[EXERCISE DETAILS]
Exact reproduction required: the lines below from the line with "One marker serves each instance of the man" to the line with "One marker serves each instance of the short", both ends included, and no others.

[RECORDS]

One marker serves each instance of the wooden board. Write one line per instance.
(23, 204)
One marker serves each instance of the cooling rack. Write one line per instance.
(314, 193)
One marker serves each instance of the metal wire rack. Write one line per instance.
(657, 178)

---

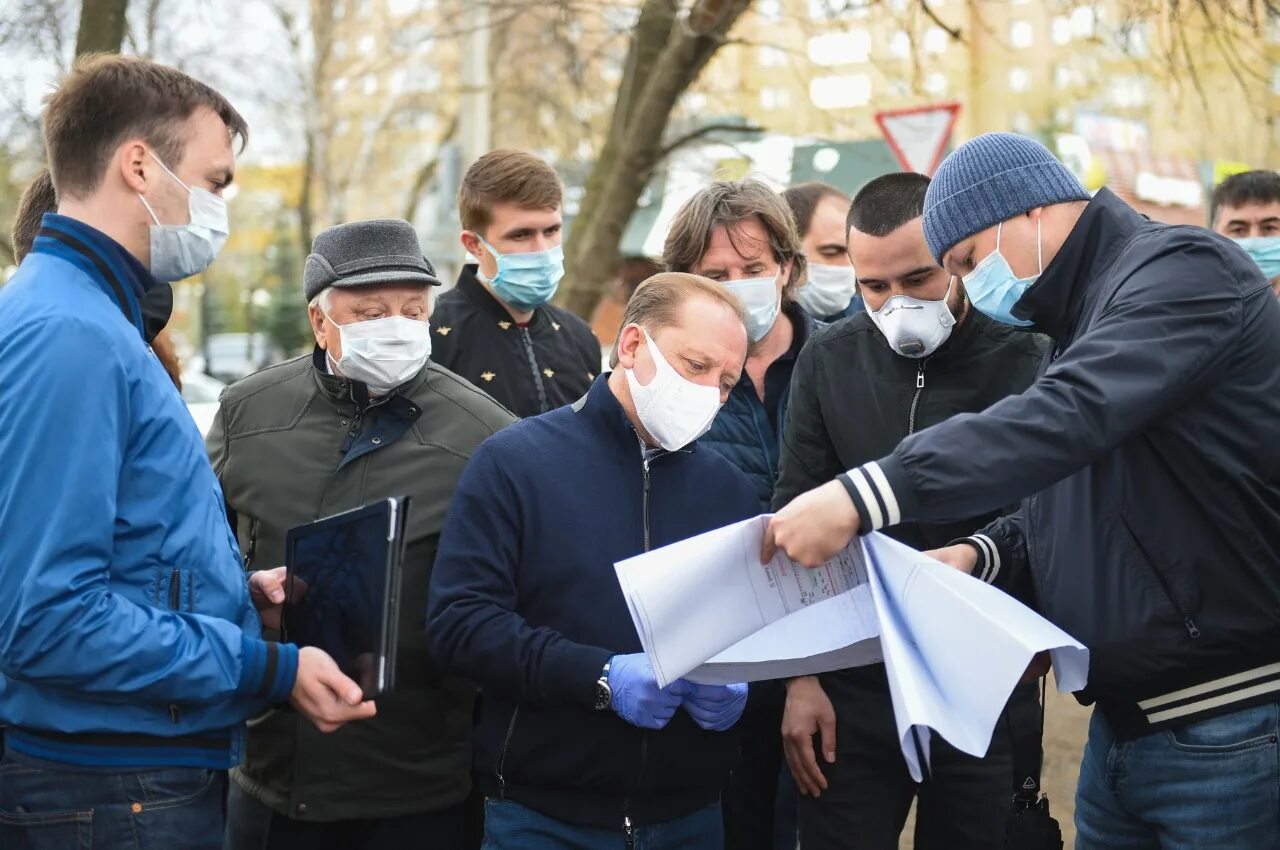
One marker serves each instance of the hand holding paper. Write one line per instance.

...

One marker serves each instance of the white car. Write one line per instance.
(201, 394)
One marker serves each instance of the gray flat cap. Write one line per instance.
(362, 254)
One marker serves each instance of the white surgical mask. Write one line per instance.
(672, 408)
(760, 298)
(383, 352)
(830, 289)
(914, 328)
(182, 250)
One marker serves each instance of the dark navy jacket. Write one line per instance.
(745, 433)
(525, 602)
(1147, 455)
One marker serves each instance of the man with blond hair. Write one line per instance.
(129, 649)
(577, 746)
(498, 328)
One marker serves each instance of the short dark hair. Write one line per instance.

[YOUR SOLUTION]
One marker serves each instance of the man with blond hair. Write one line per instance.
(129, 649)
(577, 746)
(498, 328)
One marker serves each instance of the short dark hair. Write one line per instance.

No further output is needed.